(Passage for review begins)

A nod to the surf history and Spanish pioneers
56 years ago Jesús Fiochi started surfing in Spain, soon later, Carlos Beraza began shaping the first surfboards, making the first wetsuits, and taking a major role in the surf industry. Both Jesús and Carlos were awarded for their contributions. “The sea and the surf have been always part of my life as well as of my family’s,” said Fiochi, owner of a longshoreman company. Beraza pointed out that “Sustainability of surfing is fundamental but I don’t think the crowds are not a big deal yet”. Carlos took the opportunity to ask the political leaders for some “ecological – artificial reef break”.
Spanish surfing pioneers from Cantabria Jesús Fiochi and Carlos Beraza, awarded by Vicepresident Pablo Zuloaga and General Director of Sports Mario Iglesias.
The vision of regional authorities
Mario Iglesias, General Director of Sport, in his opening speech.
The general director of Sport, Mario Iglesias, spoke of surfing as “an asset for the community as we are aware of the potentialities it has from the economic, tourist, sports points of view, but being consistent with the defense of the sustainable development model in which we believe. We really like the motto of the ‘Surf & Nature Alliance’ ‘We are what we protect’.” He stressed the “necessary unity of all to make the best decisions, always from consensus. We have to get down to work, we have many challenges ahead.”
Vicepresident Pablo Zuloaga skipped protocol and gave his speech from the set of interviews.
The Vice President and Minister of Universities, Equality, Culture, and Sport, Pablo Zuloaga, defended that “Cantabria has to face many challenges and surfing is a priority as a resource for our land. The diagnosis tells us that we have an extraordinary natural space, with 54 breakers and a society that sees in this sport a possibility of growth in sports values, but also economic”. He added that “it is also true that we have to put on the table measures that alleviate and correct the effects that at some point may be perceived as negative.”

(Passage for review ends)
(Supplied data begins)

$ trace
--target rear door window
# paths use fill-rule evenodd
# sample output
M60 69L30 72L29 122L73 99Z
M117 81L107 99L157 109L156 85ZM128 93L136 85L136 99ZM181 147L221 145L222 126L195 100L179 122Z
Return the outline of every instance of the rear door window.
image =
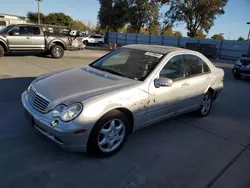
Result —
M31 27L30 32L32 35L40 35L41 34L39 27Z
M196 76L203 73L209 73L209 66L198 56L185 55L185 63L187 64L187 76Z
M160 71L160 77L178 80L185 77L186 66L182 55L172 57Z

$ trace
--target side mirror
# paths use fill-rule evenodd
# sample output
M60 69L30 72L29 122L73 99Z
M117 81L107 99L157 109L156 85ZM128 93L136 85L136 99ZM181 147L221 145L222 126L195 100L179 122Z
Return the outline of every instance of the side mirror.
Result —
M155 79L154 83L155 83L156 88L170 87L173 85L173 80L171 80L169 78L157 78L157 79Z
M19 33L12 30L12 31L9 32L9 35L10 35L10 36L18 36Z

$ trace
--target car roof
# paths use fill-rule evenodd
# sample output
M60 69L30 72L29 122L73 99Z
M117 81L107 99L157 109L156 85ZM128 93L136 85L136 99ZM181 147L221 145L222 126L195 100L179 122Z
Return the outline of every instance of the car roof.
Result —
M145 45L145 44L131 44L125 45L123 48L135 49L135 50L143 50L154 53L167 54L173 51L182 51L182 52L193 52L192 50L171 47L171 46L160 46L160 45Z

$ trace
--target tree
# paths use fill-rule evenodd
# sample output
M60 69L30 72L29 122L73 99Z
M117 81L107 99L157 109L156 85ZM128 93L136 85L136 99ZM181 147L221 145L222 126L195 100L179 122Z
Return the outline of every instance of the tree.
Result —
M99 0L98 21L101 29L118 31L128 21L127 0Z
M174 32L172 26L166 25L165 27L163 27L163 29L161 30L161 35L173 36Z
M218 15L224 14L228 0L158 0L168 3L166 23L185 23L189 37L197 36L198 30L208 33Z
M29 19L30 22L37 23L38 22L38 13L36 13L36 12L28 12L27 13L27 18ZM43 13L40 13L41 23L45 22L45 18L46 18L46 16Z
M113 0L99 0L100 10L98 12L98 21L101 29L109 30L111 23L111 11Z
M72 21L72 22L70 22L69 26L73 29L80 30L80 31L89 31L90 30L90 28L88 26L86 26L81 21Z
M202 30L198 30L198 31L196 31L194 37L199 38L199 39L204 39L207 37L207 35L205 35Z
M155 3L150 3L148 7L148 27L147 30L149 34L159 34L160 33L160 23L159 23L159 6Z
M118 31L119 28L125 26L128 21L127 16L128 11L128 1L127 0L116 0L113 3L111 11L112 21L109 23L109 26L113 31Z
M224 40L224 36L222 34L214 34L211 39L215 40Z
M175 31L173 34L176 37L182 37L182 33L180 31Z
M50 13L45 18L45 24L69 26L73 19L64 13Z
M245 41L244 37L239 37L238 41Z

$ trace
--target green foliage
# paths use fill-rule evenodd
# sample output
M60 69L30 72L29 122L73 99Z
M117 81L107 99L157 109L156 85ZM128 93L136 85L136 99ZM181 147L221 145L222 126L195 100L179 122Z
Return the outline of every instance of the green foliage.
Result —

(Supplied data ends)

# [What this exercise asks]
• A. In the text on surfing in Cantabria, how many breakers does Pablo Zuloaga say the region has?
• B. Pick up the text on surfing in Cantabria after its final sentence and keep it going.

# [Answers to this exercise]
• A. 54 breakers.

• B.
For the vice president, “surfing can never collide with either green or blue. We have to see it as a sustainable resource and work from there the Cantabria brand. From the Ministry of Sports, in the case of surfing, the relationship with the City Councils seeks to take care of it as a natural and unique resource that we have the obligation to preserve”.
Achieving “Surfstenibility”, a message of present and future
One of the greatest challenges and opportunities of surfing in the region is linked to social and environmental responsibility. Surfing is becoming a great tool for raising awareness towards the protection of the blue heritage, a great voice for ocean literacy, a source of well-being, therapy, and inclusion of people with different disabilities.
Far from sending a dark, pessimistic, and defeatist message, throughout this event, the different agents involved have been encouraged to channel the course of sustainability with a message of illusion, but with a realistic wake-up call.
Surf breaks are an essential part of the blue heritage, as well as a strategic resource for coastal communities. At the same time, these marine spaces have clear spatial limitations and load capacities that condition the possibilities of growth and their sustainability in the future.
Surf & Nature Alliance, evidenced the need for governments to act by considering the planning, management, and conservation of blue space in their development plans. Actions that go through the preservation of the marine environment, promote a more sustainable approach, and a lifestyle in harmony with nature. Basically, highlights the need to find a balance between the environmental, the economic, the social, and cultural.
The photographs of Juanjo Ruiz Cisneros brought the ocean into the venue.
Farewell and closing
The event gathered audiences from different economic and social sectors, it had an interactive to engage the audience and let them participate.
All attendees received an illustrated heart full of waves by the artist Patricia Pascual. And The Gordinis band enlivened the evening and closed with some rock classics.
It’s time to keep on working with all agents to find a more sustainable and inclusive future.